[Referring expression data]
****************************************

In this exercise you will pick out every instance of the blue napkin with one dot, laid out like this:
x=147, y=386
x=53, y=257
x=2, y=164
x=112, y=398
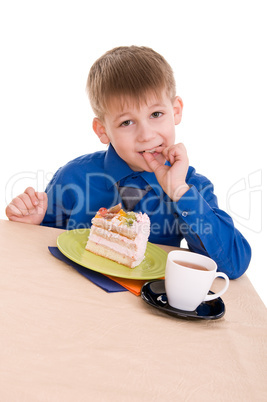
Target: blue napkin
x=98, y=279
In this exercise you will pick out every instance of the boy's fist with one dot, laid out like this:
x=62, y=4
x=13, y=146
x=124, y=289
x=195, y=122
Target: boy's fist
x=29, y=207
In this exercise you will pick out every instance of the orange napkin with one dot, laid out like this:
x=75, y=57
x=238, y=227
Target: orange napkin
x=132, y=285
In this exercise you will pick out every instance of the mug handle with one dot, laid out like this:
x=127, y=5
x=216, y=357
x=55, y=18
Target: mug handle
x=221, y=292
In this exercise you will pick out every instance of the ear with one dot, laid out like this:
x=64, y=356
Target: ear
x=100, y=130
x=177, y=109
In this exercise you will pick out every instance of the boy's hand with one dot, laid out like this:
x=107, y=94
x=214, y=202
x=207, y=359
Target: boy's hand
x=171, y=178
x=29, y=207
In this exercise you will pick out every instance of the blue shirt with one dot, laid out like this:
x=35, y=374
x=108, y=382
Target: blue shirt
x=87, y=183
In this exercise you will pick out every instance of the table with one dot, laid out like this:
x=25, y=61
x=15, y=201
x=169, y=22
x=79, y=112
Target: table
x=64, y=339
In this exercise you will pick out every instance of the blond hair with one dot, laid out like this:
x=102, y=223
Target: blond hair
x=128, y=71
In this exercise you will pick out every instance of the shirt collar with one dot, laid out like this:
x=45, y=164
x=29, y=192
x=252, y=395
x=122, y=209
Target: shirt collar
x=118, y=169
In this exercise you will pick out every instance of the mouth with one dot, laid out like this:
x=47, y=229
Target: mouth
x=152, y=150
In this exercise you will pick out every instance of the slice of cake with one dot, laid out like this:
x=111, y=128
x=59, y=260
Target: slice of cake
x=119, y=236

****************************************

| WORK ORDER |
Please output the records exactly, leaving the pictures out.

| RESULT |
In this exercise you will pick out every instance of the blue napkin with one dot, laid out like this:
x=147, y=386
x=53, y=257
x=2, y=164
x=112, y=398
Target: blue napkin
x=98, y=279
In this exercise you will pick out every instance of the boy's fist with one dot, laid out like this:
x=62, y=4
x=13, y=146
x=124, y=289
x=195, y=122
Target: boy's fist
x=29, y=207
In this exercise you will pick out every instance of the orange napkin with one dot, laid out like this:
x=75, y=57
x=238, y=227
Target: orange napkin
x=132, y=285
In this exercise you will pick out every instance of the mug handle with one dot, laid out like this:
x=127, y=5
x=216, y=357
x=55, y=18
Target: mug handle
x=221, y=292
In this exercise you will pick out every instance of the ear with one dot, laid out like this:
x=64, y=356
Target: ear
x=100, y=130
x=177, y=109
In this exercise you will pick out every instance of the boy's hand with one dot, laid out like this:
x=107, y=94
x=214, y=202
x=207, y=359
Target: boy's hand
x=171, y=178
x=29, y=207
In this exercise you will pick out every instance of the blue shirt with one dot, laid out like this:
x=35, y=374
x=108, y=382
Target: blue shirt
x=87, y=183
In this exercise you will pick out every instance of the table with one dot, laid out like this:
x=25, y=61
x=15, y=201
x=169, y=22
x=79, y=112
Target: table
x=64, y=339
In this exercise you will pick out every instance of the blond hair with one dot, laid out like this:
x=102, y=223
Target: blond hair
x=128, y=71
In this exercise you will pick out every instance of the shirt collar with one dot, laid out like this:
x=45, y=164
x=29, y=192
x=252, y=395
x=122, y=209
Target: shirt collar
x=118, y=169
In this exercise you will pick out every instance of the mouth with one dot, laid out like this:
x=47, y=229
Target: mouth
x=152, y=150
In this exercise you will pick out every instance of the slice of cake with one dot, laid out like this:
x=111, y=128
x=59, y=260
Target: slice of cake
x=119, y=236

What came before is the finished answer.